TRECHO PARA LEITURA ▸
┏━━

O aceno de Maia e “socialismo petista”

A medida de Fachin, seguida do retorno à pauta do Supremo do julgamento da suspeição do ex-juiz Sergio Moro, que estava empatada com dois votos à favor e dois contra, antes do ministro Nunes Marques pedir vista, abriu novas possibilidades de articulação do PT para uma futura candidatura de Lula. A surpresa do dia ficou com o ex-presidente da Câmara Rodrigo Maia. Em rede social, ele apontou diversas diferenças entre Lula e Bolsonaro. “Um tem visão de país; o outro só enxerga o próprio umbigo. Um defende a vacina, a ciência e o SUS; o outro defende a cloroquina e um tal de spray israelense. Um defende uma política externa independente; outro defende a subserviência. Um defende política ambiental; outro a política da destruição. Um respeita e defende a democracia; o outro não sabe o que isso significa. Um fundou um partido e disputou quatro eleições; o outro é um acidente da história”, escreveu Maia.

Os petistas se empolgaram com a sinalização do deputado. “Maia assim como Eduardo Paes fazem parte de uma turma que não têm relação com a ultradireita de Bolsonaro. Eles divergem com a gente no programa, mas estão alinhados na defesa da democracia”, diz Cantalice.

José Eduardo Cardozo, ex-ministro da Justiça de Lula, também gostou do movimento do deputado. “Acho que existe um campo de diálogo ainda a ser explorado. Vejo a sociedade brasileira dividida entre os que têm matriz autoritária, para não dizer fascista, e aqueles que defendem a democracia, seja de centro ou esquerda”, diz. “O que o Rodrigo Maia disse hoje é uma verdade indiscutível, inclusive para quem tem uma posição mais à direita”.

O caminho do PT para voltar a atrair o centro da esfera política, no entanto, ainda não está claro para além do discurso de Lula que frisou: “Não tenham medo de mim”. O ex-presidente fez questão de tender pontes a grupos não tradicionalmente ligados ao PT, como os policiais e as Forças Armadas, por exemplo. Disse que eram as corporações que precisavam de bons armamentos, e não a população geral como prega Bolsonaro.

┗━━

Itens do conjunto de dados
┏━━

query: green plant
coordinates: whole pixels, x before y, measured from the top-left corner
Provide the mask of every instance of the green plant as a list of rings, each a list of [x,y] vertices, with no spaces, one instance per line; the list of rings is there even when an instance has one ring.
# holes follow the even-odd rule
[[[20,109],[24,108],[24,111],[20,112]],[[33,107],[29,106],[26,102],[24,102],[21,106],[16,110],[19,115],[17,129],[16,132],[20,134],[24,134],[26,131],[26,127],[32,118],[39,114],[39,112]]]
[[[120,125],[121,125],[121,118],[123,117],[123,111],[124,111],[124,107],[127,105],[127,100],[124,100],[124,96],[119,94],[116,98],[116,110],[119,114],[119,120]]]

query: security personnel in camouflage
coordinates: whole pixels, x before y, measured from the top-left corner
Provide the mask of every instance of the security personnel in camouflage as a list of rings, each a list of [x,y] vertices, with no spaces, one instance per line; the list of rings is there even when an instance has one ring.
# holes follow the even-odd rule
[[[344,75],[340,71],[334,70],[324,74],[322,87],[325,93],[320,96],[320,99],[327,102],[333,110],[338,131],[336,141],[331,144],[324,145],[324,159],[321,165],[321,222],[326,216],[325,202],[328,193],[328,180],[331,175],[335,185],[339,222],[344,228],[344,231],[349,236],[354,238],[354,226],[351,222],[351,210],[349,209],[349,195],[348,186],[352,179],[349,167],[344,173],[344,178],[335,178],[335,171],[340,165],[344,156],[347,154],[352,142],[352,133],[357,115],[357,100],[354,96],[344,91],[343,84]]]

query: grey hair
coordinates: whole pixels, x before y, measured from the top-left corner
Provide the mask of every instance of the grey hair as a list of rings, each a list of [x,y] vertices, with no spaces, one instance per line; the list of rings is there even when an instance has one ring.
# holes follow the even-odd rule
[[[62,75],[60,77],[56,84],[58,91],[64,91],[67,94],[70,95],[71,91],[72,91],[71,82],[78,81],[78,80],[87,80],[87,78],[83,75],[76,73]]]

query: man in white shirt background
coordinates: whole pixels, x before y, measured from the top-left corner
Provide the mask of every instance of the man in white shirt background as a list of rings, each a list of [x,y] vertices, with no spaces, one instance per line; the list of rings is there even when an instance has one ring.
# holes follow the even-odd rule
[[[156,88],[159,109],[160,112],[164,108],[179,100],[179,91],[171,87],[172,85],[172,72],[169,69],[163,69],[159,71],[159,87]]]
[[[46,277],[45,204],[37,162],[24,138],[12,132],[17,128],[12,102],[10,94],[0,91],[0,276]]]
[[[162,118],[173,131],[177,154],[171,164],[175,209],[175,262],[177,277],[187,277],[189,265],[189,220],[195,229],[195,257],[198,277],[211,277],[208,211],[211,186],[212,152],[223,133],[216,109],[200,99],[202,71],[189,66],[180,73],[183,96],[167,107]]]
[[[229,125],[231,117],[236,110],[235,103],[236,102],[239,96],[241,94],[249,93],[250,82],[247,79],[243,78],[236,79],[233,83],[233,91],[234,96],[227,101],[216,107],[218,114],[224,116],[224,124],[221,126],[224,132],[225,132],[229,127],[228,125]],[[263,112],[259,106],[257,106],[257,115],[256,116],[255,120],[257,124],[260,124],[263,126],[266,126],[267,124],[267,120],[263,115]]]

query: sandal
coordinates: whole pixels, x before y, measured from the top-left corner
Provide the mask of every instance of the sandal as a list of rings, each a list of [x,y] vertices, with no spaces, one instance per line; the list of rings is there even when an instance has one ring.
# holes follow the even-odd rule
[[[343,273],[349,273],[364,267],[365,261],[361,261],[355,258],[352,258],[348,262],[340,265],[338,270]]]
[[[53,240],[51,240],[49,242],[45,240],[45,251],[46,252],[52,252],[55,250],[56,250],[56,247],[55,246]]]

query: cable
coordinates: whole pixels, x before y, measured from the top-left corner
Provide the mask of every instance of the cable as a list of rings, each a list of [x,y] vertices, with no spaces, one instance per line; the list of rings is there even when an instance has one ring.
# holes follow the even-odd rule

┗━━

O QUE FAZER ▸
Escreva a continuação do texto sobre o aceno de Rodrigo Maia a Lula a partir da última frase apresentada.

ESPAÇO DA RESPOSTA ▸
Por enquanto, o partido já vem reconfigurando suas bandeiras para se adaptar às novas demandas sociais. No Plano de Reconstrução do Brasil o partido aposta no que chama de “socialismo petista”, ou seja, que visa construir “com o apoio das maiorias populares, uma nova sociedade, livre, plural e solidária”, fora do escopo da sociedade capitalista neoliberal, considerada “injusta, excludente, discriminatória”.

Em seu novo plano de Brasil, o PT se apropria de temas que não são bandeiras tradicionais suas, mas são indissociáveis da militância progressista atual, como o combate ao racismo, o respeito às identidades de gênero, além da livre orientação sexual, bem como a temática do meio ambiente e mudança climática. Em seu discurso, Lula incluiu menções à desigualdade racial e aos direitos LGBT, o que não eram frequentes antes. Até mencionou o meio ambiente, mas não conectou isso com uma política de desenvolvimento econômico: Petrobras e venda de carros ainda reinaram absolutos.

O combate à corrupção também não foi esquecido, inclusive, com proposta de medidas para que sejam aprimoradas as leis que responsabilizam instituições financeiras que colaborem com a ocultação e evasão de fortunas obtidas por meio da corrupção, um dos pontos mais criticados da Operação Lava Jato, que foi severa com as construtoras, mas optou por blindar os bancos.